**Extracted records:**

※ ※ ※

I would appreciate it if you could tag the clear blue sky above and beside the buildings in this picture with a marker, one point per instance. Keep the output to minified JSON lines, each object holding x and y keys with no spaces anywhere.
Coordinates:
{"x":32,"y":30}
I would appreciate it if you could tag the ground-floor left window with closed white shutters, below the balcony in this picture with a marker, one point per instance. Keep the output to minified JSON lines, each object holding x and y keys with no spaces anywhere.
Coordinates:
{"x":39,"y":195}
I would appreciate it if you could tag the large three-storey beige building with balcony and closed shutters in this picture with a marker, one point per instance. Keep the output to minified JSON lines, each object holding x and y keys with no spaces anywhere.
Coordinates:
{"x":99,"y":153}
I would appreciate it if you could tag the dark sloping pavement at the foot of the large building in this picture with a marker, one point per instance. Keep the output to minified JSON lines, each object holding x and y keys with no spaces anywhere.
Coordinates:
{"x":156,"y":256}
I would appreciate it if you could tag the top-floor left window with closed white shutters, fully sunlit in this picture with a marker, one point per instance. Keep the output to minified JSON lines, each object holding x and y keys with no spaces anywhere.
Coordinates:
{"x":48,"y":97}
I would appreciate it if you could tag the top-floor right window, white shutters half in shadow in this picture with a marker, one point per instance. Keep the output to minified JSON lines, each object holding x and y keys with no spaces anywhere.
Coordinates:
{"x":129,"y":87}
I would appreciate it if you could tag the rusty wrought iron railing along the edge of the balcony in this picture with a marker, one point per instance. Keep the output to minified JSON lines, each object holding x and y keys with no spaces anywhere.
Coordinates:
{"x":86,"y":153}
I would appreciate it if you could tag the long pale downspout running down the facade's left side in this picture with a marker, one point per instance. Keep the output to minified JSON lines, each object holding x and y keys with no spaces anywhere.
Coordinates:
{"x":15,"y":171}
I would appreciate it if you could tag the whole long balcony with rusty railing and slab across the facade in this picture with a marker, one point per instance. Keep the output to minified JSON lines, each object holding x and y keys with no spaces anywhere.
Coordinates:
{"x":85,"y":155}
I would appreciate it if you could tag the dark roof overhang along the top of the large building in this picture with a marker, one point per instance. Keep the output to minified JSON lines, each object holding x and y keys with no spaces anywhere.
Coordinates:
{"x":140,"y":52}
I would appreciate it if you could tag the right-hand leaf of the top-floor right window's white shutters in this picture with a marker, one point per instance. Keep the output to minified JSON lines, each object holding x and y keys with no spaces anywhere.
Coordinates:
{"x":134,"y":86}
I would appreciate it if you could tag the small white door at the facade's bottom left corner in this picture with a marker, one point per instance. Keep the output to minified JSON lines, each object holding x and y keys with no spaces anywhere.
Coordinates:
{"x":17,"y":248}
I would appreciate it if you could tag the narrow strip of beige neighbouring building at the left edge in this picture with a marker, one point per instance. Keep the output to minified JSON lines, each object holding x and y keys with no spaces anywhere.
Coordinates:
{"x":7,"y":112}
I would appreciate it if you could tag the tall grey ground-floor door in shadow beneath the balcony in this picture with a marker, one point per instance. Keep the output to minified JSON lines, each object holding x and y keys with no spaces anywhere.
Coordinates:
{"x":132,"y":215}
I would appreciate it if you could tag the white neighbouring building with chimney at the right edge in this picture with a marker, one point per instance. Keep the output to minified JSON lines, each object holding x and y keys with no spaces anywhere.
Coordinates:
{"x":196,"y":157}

※ ※ ※

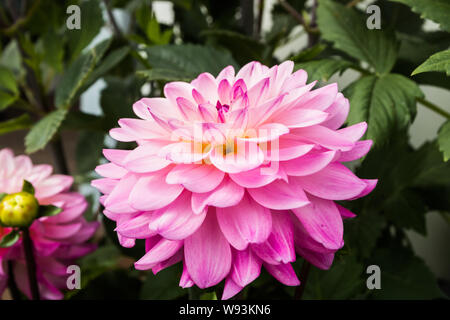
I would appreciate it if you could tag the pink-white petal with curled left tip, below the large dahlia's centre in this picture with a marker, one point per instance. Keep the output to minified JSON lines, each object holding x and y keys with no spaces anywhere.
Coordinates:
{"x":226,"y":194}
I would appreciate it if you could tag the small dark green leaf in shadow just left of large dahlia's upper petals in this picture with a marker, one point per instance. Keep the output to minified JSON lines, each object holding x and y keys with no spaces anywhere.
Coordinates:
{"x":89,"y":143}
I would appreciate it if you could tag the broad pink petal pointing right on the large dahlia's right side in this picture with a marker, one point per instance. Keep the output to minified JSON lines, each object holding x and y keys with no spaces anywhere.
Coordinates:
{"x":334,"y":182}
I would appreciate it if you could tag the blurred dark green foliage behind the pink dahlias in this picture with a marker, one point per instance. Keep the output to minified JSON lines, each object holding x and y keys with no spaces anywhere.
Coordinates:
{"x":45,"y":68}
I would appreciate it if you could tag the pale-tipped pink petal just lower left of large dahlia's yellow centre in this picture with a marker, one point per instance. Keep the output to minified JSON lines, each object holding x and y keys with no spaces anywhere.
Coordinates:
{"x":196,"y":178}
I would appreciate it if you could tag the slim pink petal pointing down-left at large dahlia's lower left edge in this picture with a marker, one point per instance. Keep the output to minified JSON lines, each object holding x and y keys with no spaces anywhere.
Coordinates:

※ ※ ※

**Problem description:** Examine the records above and give the number of lines in which the string "just" appears, with no other words.

**Response to this exercise:** 2